[Coordinate annotation entries]
- - -

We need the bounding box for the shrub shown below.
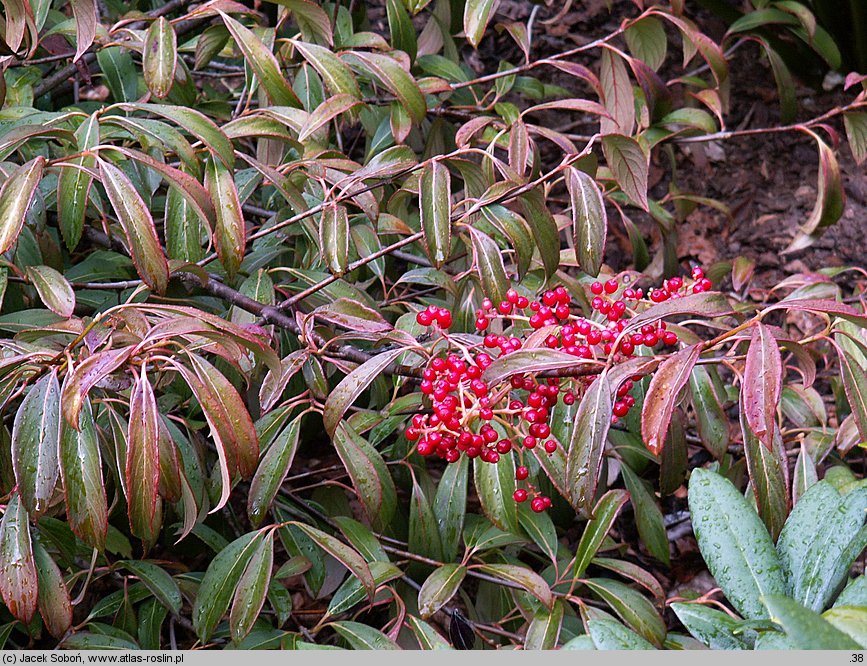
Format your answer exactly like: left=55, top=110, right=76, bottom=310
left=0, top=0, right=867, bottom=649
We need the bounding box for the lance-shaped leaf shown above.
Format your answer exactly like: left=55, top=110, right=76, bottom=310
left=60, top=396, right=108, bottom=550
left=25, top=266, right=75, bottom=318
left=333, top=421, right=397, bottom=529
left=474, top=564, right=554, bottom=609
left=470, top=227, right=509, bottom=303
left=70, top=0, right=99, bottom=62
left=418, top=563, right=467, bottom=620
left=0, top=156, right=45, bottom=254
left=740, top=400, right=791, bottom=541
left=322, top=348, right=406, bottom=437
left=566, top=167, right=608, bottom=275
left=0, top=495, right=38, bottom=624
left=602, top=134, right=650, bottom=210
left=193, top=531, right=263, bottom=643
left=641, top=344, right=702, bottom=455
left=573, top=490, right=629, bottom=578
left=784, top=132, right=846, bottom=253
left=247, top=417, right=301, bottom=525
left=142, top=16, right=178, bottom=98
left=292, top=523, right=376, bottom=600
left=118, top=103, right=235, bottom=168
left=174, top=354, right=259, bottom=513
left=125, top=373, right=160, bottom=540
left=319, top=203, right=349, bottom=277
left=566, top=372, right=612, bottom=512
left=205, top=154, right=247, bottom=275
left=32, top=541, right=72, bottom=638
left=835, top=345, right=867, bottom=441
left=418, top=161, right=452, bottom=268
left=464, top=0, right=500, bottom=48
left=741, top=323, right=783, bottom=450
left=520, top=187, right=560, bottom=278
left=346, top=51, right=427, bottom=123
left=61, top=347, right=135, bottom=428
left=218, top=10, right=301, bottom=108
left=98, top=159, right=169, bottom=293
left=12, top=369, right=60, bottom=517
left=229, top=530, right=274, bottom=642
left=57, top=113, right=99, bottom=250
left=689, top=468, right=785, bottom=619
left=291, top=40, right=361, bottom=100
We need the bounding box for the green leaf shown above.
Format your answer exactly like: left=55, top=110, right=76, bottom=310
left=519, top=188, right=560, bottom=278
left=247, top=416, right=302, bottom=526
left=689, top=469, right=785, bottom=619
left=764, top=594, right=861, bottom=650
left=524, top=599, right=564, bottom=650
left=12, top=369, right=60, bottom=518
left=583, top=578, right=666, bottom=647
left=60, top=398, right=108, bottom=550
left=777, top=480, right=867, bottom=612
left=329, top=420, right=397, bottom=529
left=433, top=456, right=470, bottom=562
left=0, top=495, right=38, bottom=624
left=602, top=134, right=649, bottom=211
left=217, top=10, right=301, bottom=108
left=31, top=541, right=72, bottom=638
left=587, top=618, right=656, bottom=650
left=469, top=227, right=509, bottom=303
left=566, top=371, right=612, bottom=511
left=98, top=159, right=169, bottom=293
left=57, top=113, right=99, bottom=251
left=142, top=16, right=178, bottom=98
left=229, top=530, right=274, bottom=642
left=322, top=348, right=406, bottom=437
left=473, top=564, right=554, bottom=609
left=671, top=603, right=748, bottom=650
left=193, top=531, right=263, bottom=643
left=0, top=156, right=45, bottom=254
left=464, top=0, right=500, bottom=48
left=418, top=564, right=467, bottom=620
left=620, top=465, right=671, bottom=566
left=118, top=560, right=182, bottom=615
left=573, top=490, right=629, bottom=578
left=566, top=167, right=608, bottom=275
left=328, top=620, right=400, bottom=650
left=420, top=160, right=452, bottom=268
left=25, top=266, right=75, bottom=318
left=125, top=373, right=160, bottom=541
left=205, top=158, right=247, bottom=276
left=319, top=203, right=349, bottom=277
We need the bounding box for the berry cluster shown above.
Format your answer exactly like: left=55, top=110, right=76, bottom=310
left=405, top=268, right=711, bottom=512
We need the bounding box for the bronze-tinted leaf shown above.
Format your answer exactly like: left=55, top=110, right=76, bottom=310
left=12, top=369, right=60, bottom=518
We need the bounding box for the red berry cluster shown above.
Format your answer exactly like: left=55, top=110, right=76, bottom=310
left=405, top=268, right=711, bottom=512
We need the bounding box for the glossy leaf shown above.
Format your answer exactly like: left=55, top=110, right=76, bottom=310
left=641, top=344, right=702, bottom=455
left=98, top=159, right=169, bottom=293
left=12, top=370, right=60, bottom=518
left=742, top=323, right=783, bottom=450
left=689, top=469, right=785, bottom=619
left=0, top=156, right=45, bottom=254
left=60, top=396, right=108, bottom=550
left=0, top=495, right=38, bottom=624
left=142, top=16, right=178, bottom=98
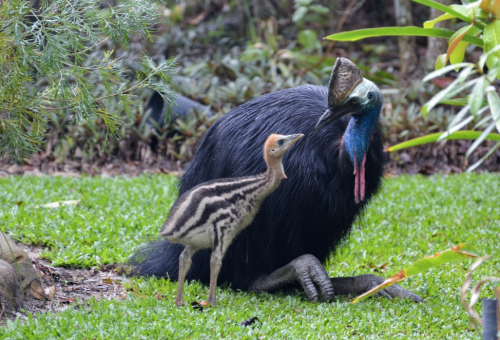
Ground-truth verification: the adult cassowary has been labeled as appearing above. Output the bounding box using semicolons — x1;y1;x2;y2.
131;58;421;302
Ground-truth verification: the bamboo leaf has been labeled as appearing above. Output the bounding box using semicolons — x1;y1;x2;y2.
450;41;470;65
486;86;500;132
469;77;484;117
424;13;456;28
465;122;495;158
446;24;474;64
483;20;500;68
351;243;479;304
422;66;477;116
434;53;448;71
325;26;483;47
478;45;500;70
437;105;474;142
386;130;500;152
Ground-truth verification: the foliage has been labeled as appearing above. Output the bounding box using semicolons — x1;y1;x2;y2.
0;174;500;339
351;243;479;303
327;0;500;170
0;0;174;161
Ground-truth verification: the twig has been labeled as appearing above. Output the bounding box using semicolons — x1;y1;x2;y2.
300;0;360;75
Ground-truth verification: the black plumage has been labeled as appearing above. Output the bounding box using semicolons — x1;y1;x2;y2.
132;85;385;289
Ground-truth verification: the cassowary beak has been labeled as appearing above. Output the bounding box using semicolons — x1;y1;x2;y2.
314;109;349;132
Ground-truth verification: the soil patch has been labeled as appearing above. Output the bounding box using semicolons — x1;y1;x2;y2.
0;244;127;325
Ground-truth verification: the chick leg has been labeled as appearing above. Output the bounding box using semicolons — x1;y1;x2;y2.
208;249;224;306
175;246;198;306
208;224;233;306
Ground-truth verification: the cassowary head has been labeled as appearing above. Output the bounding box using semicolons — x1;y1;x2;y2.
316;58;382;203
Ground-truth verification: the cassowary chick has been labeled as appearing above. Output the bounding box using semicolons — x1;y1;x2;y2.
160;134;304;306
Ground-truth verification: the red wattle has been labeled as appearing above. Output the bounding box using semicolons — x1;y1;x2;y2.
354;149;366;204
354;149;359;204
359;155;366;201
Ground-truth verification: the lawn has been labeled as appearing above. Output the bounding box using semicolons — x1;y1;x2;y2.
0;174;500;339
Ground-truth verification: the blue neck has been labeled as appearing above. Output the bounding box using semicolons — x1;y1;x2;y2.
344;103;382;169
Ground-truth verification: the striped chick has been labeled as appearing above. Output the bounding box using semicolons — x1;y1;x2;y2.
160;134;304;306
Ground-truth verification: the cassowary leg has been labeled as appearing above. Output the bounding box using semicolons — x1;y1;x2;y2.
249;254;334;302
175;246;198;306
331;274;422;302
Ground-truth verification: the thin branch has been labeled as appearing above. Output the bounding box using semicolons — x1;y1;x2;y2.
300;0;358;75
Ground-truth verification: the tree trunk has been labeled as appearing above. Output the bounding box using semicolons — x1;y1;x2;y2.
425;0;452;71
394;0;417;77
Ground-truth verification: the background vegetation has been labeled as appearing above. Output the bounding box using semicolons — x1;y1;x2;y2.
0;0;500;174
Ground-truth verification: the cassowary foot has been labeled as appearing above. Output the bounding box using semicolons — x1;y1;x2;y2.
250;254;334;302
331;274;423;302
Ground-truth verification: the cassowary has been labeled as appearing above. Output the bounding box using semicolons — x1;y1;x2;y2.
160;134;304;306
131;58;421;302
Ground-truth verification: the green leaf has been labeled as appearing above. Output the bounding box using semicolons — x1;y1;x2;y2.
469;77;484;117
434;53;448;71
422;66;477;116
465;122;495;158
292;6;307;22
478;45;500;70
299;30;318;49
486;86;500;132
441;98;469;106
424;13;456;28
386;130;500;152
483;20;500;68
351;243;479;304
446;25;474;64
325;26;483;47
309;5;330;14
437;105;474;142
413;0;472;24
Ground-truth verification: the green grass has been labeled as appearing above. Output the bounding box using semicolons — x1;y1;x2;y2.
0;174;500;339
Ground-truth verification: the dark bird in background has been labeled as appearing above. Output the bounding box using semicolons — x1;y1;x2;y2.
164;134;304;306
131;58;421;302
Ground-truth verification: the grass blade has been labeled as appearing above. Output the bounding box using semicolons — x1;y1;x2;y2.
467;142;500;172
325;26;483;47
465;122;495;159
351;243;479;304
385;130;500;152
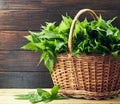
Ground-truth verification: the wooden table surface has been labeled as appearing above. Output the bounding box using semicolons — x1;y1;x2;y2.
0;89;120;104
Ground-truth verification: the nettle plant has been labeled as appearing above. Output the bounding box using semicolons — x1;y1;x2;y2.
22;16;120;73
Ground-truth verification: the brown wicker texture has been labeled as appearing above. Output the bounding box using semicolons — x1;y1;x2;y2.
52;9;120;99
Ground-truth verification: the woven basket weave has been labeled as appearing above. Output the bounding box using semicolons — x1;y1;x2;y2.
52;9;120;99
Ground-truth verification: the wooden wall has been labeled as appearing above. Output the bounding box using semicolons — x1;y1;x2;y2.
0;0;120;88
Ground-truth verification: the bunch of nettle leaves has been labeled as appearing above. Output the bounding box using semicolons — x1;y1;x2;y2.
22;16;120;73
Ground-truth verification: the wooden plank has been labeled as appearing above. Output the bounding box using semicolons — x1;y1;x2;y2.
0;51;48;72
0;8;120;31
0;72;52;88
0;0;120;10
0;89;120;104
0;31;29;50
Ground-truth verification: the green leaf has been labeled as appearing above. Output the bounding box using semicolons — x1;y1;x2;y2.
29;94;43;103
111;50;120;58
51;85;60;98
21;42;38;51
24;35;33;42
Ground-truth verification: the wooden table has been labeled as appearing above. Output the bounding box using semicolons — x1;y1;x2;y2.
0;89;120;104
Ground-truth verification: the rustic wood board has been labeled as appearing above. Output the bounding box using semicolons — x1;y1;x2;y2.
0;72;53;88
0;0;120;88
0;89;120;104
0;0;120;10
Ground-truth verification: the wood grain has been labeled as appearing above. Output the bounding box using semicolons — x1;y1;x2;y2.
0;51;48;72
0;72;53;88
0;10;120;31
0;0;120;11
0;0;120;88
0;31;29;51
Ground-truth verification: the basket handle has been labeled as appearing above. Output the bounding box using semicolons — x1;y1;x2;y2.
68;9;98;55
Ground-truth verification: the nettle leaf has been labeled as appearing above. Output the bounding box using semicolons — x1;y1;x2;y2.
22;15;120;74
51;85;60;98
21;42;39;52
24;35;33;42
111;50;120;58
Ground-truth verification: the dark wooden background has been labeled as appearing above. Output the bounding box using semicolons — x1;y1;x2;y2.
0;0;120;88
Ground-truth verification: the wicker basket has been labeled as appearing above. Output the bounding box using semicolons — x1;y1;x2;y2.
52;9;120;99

- - -

> _What the task asks_
Pull out each line in the records above that contains the word "cluster" and copy it. Case matters.

> _Result for this exercise_
We need the bounding box for the berry cluster shown above.
We need the bounding box for the red berry cluster shown above.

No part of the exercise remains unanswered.